THIS week the Evening Times has taken an in-depth look at Glasgow vet school as it marks its 150th anniversary. Today CATRIONA STEWART finds out about the history of the veterinary college
FROM humble beginnings Glasgow vet school has grown to one of the world's most respected veterinary institutions.
And it has trained vets who now work all around the world – including the famous vet Alf White, who found fame as author James Herriot, sportsman Euan Murray and even an African president.
But the development of the Bearsden-based school has not always gone smoothly.
Peter Holmes, an Emeritus Professor at the school and an advisor in international development, has written a book about the school's history to be released for its 150th anniversary.
He said: "The vet school has a very proud history and it has grown to be one of the top schools in the world.
"But it faced a lot of challenges and at one point was nearly closed.
"It is really thanks to the people of Glasgow that the vet school is now thriving and we have been very lucky to have the support of the Evening Times as well."
The Glasgow Vet School was founded in 1862 in a classroom in Sauchiehall Lane by James McCall, who spent 50 years as principle of the college.
Its roll of just 10 students gradually grew and Mr McCall moved the school to larger premises in Parliamentary Road fitted with stables, a shoeing forge and a hospital.
Queen Victoria granted the school a Royal Warrant in 1863 and 10 years later it moved to Buccleuch Street.
William Weipers, a local vet, was also instrumental in the development of the school and, as chairman of the Board of Directors of the College in 1949, he pushed to have the school integrated into the medical faculty of Glasgow University.
He faced strong opposition from the principal of the university who said he would "Not have the lowing of cattle on Gilmorehill".
Mr Weipers, who was knighted in 1966, became Dean of the vet school and used his 25-year leadership to establish the school as one of Europe's finest.
Veterinary care in the early days of the school was focused on horses because the animals were vital to transport and industry.
But as the need for care for dogs and cats increased the focus moved to small animals, with the opening of the Small Animal Hospital in the 1950s.
In the late 1960s the school became more like the institution that is present today with the transfer of all teaching from the City Centre to the Garscube Estate.
In 1989, the vet school suffered a severe blow when a government report recommended it and Cambridge vet school close to save the government money.
The findings caused an outcry across the city and a campaign supported by the Evening Times collected 700,000 signatures.
These were delivered to then prime minister Margaret Thatcher at Downing Street to show the city's support.
----------------
Assigned task:
Decide whether each statement agrees with the article on the history of Glasgow vet school, answering yes or no and quoting the words of the article that settle it: (a) The school began in 1862 in a classroom in Sauchiehall Lane. (b) Queen Victoria granted the school a Royal Warrant in 1873. (c) The Small Animal Hospital opened in the 1960s.
----------------
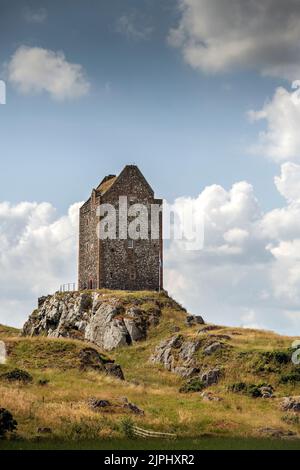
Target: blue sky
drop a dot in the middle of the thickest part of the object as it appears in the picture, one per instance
(146, 105)
(197, 93)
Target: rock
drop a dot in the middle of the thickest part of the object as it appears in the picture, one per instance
(215, 346)
(44, 430)
(135, 331)
(266, 391)
(192, 320)
(207, 328)
(96, 404)
(291, 404)
(222, 337)
(274, 432)
(186, 372)
(175, 329)
(42, 300)
(107, 321)
(177, 356)
(106, 330)
(133, 408)
(17, 375)
(7, 422)
(2, 352)
(211, 377)
(91, 359)
(114, 370)
(43, 382)
(189, 321)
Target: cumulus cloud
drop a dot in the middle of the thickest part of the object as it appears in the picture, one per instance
(34, 70)
(248, 272)
(35, 16)
(38, 253)
(216, 36)
(133, 26)
(281, 140)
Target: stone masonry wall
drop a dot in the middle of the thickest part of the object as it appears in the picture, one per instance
(114, 264)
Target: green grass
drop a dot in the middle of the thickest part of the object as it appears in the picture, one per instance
(249, 356)
(137, 444)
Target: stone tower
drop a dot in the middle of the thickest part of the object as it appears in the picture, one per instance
(122, 262)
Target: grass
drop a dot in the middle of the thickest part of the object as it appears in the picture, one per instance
(249, 356)
(138, 444)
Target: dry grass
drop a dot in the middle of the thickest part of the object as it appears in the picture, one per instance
(62, 404)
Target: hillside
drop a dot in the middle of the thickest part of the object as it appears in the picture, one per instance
(188, 378)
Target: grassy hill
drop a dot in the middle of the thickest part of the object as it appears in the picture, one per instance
(57, 397)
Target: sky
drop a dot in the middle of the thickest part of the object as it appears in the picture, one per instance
(202, 95)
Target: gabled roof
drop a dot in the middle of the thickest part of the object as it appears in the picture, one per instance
(106, 183)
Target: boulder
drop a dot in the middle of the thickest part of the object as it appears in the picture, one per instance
(17, 375)
(2, 352)
(105, 321)
(91, 359)
(291, 404)
(208, 396)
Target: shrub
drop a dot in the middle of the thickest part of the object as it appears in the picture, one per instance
(252, 390)
(280, 357)
(293, 378)
(238, 387)
(7, 422)
(291, 419)
(193, 385)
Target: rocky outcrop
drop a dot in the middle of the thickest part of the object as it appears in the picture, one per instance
(291, 404)
(2, 352)
(105, 320)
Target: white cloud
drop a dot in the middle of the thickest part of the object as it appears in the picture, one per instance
(38, 253)
(34, 70)
(133, 26)
(217, 36)
(288, 182)
(248, 273)
(281, 140)
(35, 16)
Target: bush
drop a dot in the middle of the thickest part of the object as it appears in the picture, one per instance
(7, 422)
(85, 428)
(280, 357)
(291, 419)
(193, 385)
(127, 427)
(252, 390)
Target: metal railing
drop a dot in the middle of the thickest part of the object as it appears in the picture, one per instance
(146, 433)
(70, 287)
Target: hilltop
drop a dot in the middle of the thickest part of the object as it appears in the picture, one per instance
(180, 375)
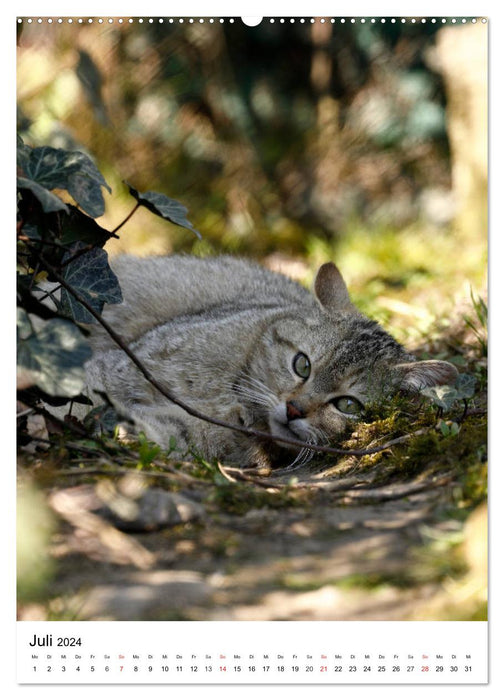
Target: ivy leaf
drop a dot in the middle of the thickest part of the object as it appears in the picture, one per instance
(52, 357)
(443, 395)
(49, 201)
(165, 207)
(78, 227)
(55, 168)
(92, 278)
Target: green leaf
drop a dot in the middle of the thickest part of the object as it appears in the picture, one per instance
(92, 278)
(465, 386)
(49, 201)
(443, 396)
(101, 419)
(55, 168)
(78, 227)
(165, 207)
(52, 357)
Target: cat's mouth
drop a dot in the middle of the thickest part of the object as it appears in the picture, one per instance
(291, 429)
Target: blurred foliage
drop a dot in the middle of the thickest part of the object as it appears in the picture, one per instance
(268, 134)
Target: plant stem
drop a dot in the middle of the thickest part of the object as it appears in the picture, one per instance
(126, 219)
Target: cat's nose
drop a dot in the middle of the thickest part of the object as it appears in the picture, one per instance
(294, 410)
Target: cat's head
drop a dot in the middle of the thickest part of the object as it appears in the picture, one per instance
(317, 369)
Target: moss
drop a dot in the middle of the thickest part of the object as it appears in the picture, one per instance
(238, 499)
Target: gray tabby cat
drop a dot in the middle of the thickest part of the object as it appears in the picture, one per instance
(248, 346)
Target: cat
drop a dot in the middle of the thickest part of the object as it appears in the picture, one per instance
(248, 346)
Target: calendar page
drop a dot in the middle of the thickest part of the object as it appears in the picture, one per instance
(251, 348)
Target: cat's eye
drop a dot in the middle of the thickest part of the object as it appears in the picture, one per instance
(301, 365)
(348, 405)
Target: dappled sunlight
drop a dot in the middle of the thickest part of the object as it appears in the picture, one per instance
(291, 145)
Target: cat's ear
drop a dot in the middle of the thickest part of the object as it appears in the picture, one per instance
(331, 290)
(415, 376)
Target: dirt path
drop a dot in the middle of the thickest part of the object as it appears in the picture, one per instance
(238, 551)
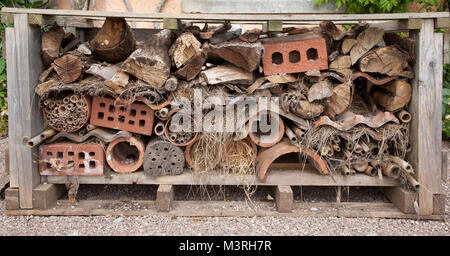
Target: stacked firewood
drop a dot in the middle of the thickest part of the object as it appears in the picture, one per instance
(343, 97)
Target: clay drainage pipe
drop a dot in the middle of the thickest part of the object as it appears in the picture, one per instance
(125, 155)
(263, 136)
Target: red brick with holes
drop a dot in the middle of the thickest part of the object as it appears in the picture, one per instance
(293, 57)
(136, 117)
(71, 159)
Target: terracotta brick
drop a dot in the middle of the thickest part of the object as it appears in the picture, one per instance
(80, 159)
(135, 117)
(293, 57)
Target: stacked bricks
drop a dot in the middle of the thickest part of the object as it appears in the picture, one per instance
(135, 117)
(71, 159)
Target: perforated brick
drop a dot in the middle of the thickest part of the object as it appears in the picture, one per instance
(71, 159)
(135, 117)
(293, 57)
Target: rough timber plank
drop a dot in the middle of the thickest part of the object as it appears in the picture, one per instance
(11, 72)
(222, 209)
(426, 109)
(24, 115)
(401, 198)
(235, 17)
(273, 178)
(45, 195)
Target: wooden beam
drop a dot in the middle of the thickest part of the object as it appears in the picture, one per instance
(284, 198)
(45, 195)
(426, 130)
(25, 117)
(164, 198)
(401, 198)
(231, 17)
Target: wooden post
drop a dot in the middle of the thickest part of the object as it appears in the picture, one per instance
(426, 109)
(164, 198)
(284, 198)
(25, 118)
(45, 195)
(400, 197)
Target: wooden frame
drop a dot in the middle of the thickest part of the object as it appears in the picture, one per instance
(22, 48)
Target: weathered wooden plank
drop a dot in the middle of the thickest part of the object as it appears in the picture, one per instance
(45, 195)
(401, 198)
(426, 109)
(236, 17)
(25, 119)
(307, 177)
(12, 82)
(223, 208)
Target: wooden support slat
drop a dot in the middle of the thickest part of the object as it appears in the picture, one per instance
(403, 199)
(45, 195)
(25, 118)
(164, 198)
(284, 198)
(426, 109)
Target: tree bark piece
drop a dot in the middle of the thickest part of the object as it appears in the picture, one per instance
(185, 47)
(366, 41)
(115, 40)
(320, 90)
(387, 60)
(242, 54)
(227, 74)
(193, 67)
(339, 101)
(152, 62)
(50, 45)
(68, 67)
(393, 95)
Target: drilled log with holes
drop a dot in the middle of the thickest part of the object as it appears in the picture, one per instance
(338, 97)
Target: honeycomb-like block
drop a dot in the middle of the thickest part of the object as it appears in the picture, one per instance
(71, 159)
(135, 117)
(296, 56)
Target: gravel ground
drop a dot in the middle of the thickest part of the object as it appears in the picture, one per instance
(161, 225)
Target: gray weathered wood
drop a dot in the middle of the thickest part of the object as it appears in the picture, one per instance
(401, 198)
(426, 109)
(25, 118)
(45, 195)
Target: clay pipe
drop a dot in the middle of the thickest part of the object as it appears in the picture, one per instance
(41, 137)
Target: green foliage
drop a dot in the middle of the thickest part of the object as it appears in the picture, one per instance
(383, 6)
(446, 101)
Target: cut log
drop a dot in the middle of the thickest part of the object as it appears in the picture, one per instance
(306, 109)
(339, 101)
(366, 41)
(227, 74)
(241, 54)
(320, 90)
(347, 45)
(193, 67)
(152, 62)
(68, 67)
(393, 95)
(185, 47)
(104, 72)
(332, 31)
(171, 84)
(405, 43)
(341, 62)
(388, 60)
(115, 40)
(50, 45)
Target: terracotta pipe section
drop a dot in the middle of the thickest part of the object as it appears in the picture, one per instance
(266, 157)
(38, 139)
(404, 116)
(271, 138)
(125, 155)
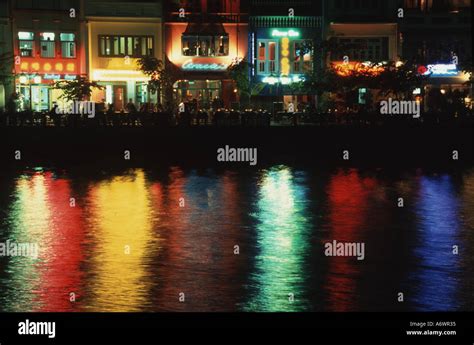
----------------
Task solution:
(a) Yes: "The Glasgow Vet School was founded in 1862 in a classroom in Sauchiehall Lane"
(b) No: "Queen Victoria granted the school a Royal Warrant in 1863"
(c) No: "with the opening of the Small Animal Hospital in the 1950s"